■ **Excerpt to read**

--

- Directed by: Eliza Hooper
- Written by: Reid Collums
- Produced by: Tiana Armstrong; Alec Gillis; Aaron Kybartas; Tom Woodruff Jr.;
- Starring: Keisha Castle-Hughes; Lance E. Nichols; Camille Balsamo; Siena D'Addario;
- Production company: Amalgamated Dynamics
- Release date: March 24, 2025;
- Country: United States
- Language: English

= Wellwood (film) =

American science-fiction film

Wellwood is a 2025 science fiction film directed by Eliza Hooper.

== Premise ==
The film centers around a married couple Laura and Nick. Laura is diagnosed with terminal illness. Nick makes an extraterrestrial discovery that he decides will cure his wife.

== Cast ==
- Keisha Castle-Hughes as Deputy Gracie Marsh
- Lance E. Nichols as Sheriff Bradley
- Camielle Balsamo as Laura Harper
- Sienna D'Addario as Victoria
- Reid Collums as Nick Harper

== Production ==
The film began production in early 2018 in New Orleans. The film is directed by Eliza Hooper with the film being Hooper's first major project as director. The film hails from Amalgamated Dynamics based in Southern California. Tiana Armstrong, Alec Gillis, Aaron Kybartas and Tom Woodruff Jr. served as executive producers. The film was edited by Matthew Ellena. Music for the film comes from American composer/singer-songwriter Xander Singh. Cinematographer Daniel Kenji Levin oversaw the film's cinematography and sound mixers Bryn Scott Hubbard and Devin Lawrence as well as foley artist Reece Miller comprised the film's sound department.

--

Saved entries:

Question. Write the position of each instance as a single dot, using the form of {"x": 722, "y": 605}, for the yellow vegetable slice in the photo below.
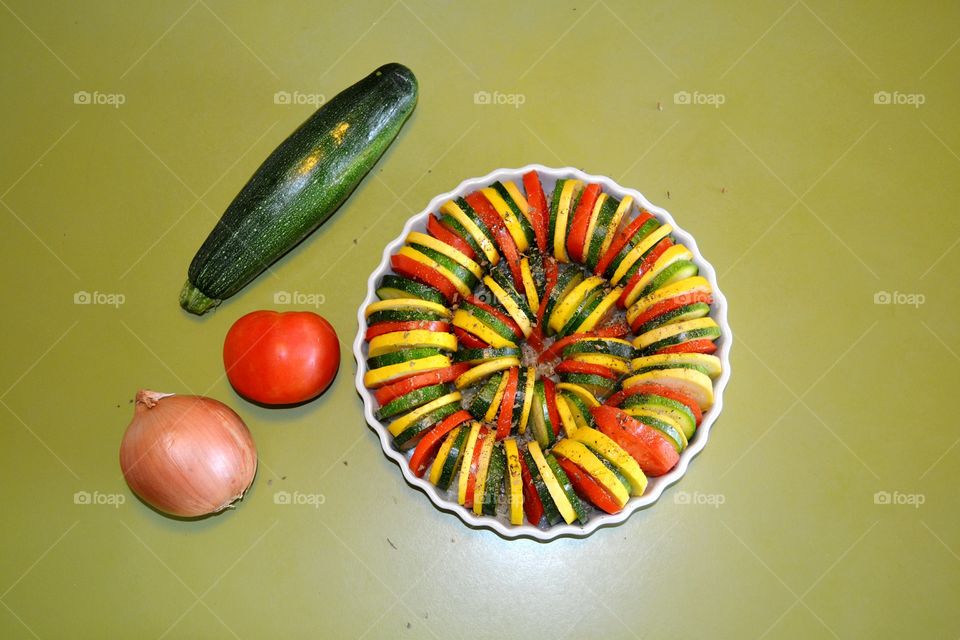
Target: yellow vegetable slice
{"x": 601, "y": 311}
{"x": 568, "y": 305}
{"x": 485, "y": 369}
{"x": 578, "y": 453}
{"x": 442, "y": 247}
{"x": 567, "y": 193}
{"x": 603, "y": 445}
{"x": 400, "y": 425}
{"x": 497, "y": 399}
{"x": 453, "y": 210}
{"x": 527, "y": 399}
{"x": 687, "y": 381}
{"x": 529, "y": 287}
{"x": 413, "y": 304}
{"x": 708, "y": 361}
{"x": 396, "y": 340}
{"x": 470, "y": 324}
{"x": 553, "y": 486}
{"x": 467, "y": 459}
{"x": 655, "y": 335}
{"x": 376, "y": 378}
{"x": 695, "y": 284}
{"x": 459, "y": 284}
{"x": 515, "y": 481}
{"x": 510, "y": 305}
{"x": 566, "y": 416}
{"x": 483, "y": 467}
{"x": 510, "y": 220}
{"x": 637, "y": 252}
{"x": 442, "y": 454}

--

■ **What to do**
Could you rewrite the Wellwood article between "Wellwood is a" and "cure his wife.", inclusive, with "married couple" replaced by "young couple"?

■ **Task response**
Wellwood is a 2025 science fiction film directed by Eliza Hooper.

== Premise ==
The film centers around a young couple Laura and Nick. Laura is diagnosed with terminal illness. Nick makes an extraterrestrial discovery that he decides will cure his wife.